§ Task brief
From the energy recovery circuit text below, copy word for word the part that opens with the words containing "First and second diodes" and closes with "the capacitor Css.".

§ Given text
.....

1. Field of the Invention
This invention relates to an energy recovery technique, and more particularly to an energy recovery circuit wherein energy stored in an inductor is fed to a panel so as to reduce a charge time and enhance energy recovery efficiency. The present invention also is directed to an energy recovery method using the energy recovery circuit.
2. Description of the Related Art
Generally, a plasma display panel (PDP) has a disadvantage of large power consumption. A reduction of such power consumption requires enhancing a light-emitting efficiency and minimizing an unnecessary energy waste occurring in a driving process without a direct relation to a discharge.
An alternating current (AC)-type PDP coats an electrode with a dielectric material to use a surface discharge occurring at the surface of the dielectric material. In this AC-type PDP, a driving pulse has a high voltage of tens of or hundreds of volts (V) to make a sustain discharge of tens of thousand of to hundreds of thousand cells, and has a frequency of more than hundreds of KHz. If such a driving pulse is applied to the cells, a charge/discharge having a high capacitance occurs.
When such a charge/discharge is generated at the PDP, a lot of energy loss occurs at the PDP in proportion to a frequency of the driving pulse. Particularly, if an excessive current flows in the cell upon discharge, then an energy loss is more increased. This energy loss causes a temperature rise of switching devices, which may break the switching devices in the worst case. In order to recover an energy generated unnecessarily within the panel, a driving circuit of the PDP includes an energy recovery circuit.
Referring to FIG. 1, an energy recovery circuit having been suggested by U.S. Pat. No. 5,081,400 of Weber includes first and second switches SW1 and SW2 connected, in parallel, between an inductor L and an external capacitor Css, a third switch SW3 for applying a sustain voltage Vs to a panel capacitor Cp, and a fourth switch SW4 for applying a ground voltage GND to the panel capacitor Cp.
First and second diodes D1 and D2 for limiting a reverse current are connected between the first and second switches SW1 and Sw2. The panel capacitor Cp is an equivalent expression of a capacitance value of the panel. Each of the switches SW1, SW2, SW3 and SW4 is implemented by a semiconductor switching device, for example, a MOS FET device.
An operation of the energy recovery circuit shown in FIG. 1 will be described in conjunction with FIG. 2, assuming that a voltage equal to Vs/2 should be charged in the capacitor Css.
In FIG. 2, Vcp and Icp represent charge/discharge voltage and current of the panel capacitor Cp, respectively.
At a time t1, the first switch SW1 is turned on. Then, a voltage stored in the capacitor Css is applied, via the first switch SW1 and the first diode D1, to the inductor L. Since the inductor L configures a serial LC resonance circuit along with the panel capacitor Cp, the panel capacitor Cp begins to be charged in a resonant waveform.
At a time t2, the first switch SW1 is turned off while the third switch SW3 is turned on. Then, a sustain voltage Vs is applied, via the third switch SW3, to the panel capacitor Cp. From the time t2 until a time t3, a voltage of the panel capacitor Cp remains at a sustaining level.

.....

Items from a data source
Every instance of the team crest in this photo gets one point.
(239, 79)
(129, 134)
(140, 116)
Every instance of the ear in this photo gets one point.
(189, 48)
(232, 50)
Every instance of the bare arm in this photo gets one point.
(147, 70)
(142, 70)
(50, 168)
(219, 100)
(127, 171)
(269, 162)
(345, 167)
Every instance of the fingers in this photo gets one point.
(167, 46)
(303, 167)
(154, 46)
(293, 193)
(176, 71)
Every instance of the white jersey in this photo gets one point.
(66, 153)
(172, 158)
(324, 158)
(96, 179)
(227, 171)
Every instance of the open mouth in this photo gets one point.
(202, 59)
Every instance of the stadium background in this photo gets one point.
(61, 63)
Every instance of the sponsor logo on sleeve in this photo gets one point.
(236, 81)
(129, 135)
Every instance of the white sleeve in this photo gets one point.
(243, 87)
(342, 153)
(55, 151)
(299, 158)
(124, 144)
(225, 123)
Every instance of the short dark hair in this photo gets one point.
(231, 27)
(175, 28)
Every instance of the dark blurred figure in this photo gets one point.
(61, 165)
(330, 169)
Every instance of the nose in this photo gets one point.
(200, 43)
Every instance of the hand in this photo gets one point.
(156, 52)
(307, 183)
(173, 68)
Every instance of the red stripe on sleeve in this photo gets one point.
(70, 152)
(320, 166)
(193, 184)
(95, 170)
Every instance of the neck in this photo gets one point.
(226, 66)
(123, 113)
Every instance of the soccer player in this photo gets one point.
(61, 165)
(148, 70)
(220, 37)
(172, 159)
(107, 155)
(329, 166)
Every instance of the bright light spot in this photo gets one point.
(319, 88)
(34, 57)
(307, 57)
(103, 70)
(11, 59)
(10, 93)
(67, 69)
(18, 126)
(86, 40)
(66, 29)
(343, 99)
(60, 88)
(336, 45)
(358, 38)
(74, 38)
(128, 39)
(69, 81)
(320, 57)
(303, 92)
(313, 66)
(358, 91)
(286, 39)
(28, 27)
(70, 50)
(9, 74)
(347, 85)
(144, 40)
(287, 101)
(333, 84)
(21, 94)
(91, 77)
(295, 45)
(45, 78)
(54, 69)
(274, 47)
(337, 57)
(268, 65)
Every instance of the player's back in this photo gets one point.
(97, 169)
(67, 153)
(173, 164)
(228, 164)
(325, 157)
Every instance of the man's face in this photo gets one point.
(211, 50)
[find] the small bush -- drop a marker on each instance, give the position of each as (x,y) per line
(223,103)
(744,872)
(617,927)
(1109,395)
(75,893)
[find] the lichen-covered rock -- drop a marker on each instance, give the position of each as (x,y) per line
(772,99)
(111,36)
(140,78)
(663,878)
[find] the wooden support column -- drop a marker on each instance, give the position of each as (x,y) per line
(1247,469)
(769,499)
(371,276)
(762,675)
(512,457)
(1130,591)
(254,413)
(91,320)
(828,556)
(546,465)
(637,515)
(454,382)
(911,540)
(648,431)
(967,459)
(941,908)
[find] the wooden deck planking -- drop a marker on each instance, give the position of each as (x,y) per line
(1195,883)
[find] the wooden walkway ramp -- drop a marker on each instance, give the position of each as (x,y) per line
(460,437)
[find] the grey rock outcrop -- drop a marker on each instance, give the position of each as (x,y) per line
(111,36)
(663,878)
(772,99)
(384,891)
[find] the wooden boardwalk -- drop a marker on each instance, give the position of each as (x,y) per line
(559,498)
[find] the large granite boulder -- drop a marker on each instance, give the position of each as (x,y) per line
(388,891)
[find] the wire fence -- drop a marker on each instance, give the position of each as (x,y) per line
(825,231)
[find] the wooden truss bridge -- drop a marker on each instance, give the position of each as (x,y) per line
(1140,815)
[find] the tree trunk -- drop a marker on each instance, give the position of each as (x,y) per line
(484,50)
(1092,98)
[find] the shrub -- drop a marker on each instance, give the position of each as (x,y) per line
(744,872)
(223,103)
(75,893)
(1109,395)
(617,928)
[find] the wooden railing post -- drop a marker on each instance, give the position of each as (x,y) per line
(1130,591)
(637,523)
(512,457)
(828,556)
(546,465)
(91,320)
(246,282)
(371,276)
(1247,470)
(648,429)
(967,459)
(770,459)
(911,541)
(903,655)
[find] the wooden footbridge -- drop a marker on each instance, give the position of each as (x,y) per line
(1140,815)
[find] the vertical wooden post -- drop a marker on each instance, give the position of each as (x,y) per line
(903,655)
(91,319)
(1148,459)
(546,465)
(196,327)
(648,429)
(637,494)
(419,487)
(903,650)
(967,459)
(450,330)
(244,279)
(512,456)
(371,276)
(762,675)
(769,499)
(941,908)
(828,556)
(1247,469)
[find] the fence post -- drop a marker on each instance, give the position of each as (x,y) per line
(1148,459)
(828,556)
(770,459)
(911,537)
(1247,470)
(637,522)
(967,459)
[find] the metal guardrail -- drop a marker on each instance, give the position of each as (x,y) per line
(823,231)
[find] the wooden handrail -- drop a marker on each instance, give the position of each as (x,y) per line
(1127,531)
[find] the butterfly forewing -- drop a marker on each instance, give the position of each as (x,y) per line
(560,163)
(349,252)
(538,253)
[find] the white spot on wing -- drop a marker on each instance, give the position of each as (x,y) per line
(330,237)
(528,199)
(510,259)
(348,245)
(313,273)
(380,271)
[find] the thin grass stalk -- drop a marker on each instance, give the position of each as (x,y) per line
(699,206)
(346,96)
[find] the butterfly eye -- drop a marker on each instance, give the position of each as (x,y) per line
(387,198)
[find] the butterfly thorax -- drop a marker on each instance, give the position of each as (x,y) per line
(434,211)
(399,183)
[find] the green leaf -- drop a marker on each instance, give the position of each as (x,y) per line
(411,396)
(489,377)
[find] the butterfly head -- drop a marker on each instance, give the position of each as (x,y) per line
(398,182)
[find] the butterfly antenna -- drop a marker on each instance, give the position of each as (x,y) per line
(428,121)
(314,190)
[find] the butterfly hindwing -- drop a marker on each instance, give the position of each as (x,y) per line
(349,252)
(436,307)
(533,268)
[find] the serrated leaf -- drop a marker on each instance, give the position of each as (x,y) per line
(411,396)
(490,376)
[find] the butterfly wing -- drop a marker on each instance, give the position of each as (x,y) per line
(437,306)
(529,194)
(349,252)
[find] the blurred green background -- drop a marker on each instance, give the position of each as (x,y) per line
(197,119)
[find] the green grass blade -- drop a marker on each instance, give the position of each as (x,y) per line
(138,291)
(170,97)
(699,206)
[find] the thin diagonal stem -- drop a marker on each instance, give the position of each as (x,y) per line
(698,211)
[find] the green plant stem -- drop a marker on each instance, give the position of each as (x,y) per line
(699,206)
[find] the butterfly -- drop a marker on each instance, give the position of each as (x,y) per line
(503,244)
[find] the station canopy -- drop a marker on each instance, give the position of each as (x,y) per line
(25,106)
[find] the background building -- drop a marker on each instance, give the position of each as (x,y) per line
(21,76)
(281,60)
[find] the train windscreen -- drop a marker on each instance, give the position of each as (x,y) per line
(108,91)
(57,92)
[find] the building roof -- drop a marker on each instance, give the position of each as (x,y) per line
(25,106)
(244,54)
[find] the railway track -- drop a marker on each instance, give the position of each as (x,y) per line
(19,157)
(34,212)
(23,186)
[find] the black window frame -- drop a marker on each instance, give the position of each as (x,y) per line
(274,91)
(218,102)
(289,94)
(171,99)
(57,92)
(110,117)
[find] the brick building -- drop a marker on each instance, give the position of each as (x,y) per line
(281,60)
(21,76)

.....

§ Finished exercise
First and second diodes D1 and D2 for limiting a reverse current are connected between the first and second switches SW1 and Sw2. The panel capacitor Cp is an equivalent expression of a capacitance value of the panel. Each of the switches SW1, SW2, SW3 and SW4 is implemented by a semiconductor switching device, for example, a MOS FET device.
An operation of the energy recovery circuit shown in FIG. 1 will be described in conjunction with FIG. 2, assuming that a voltage equal to Vs/2 should be charged in the capacitor Css.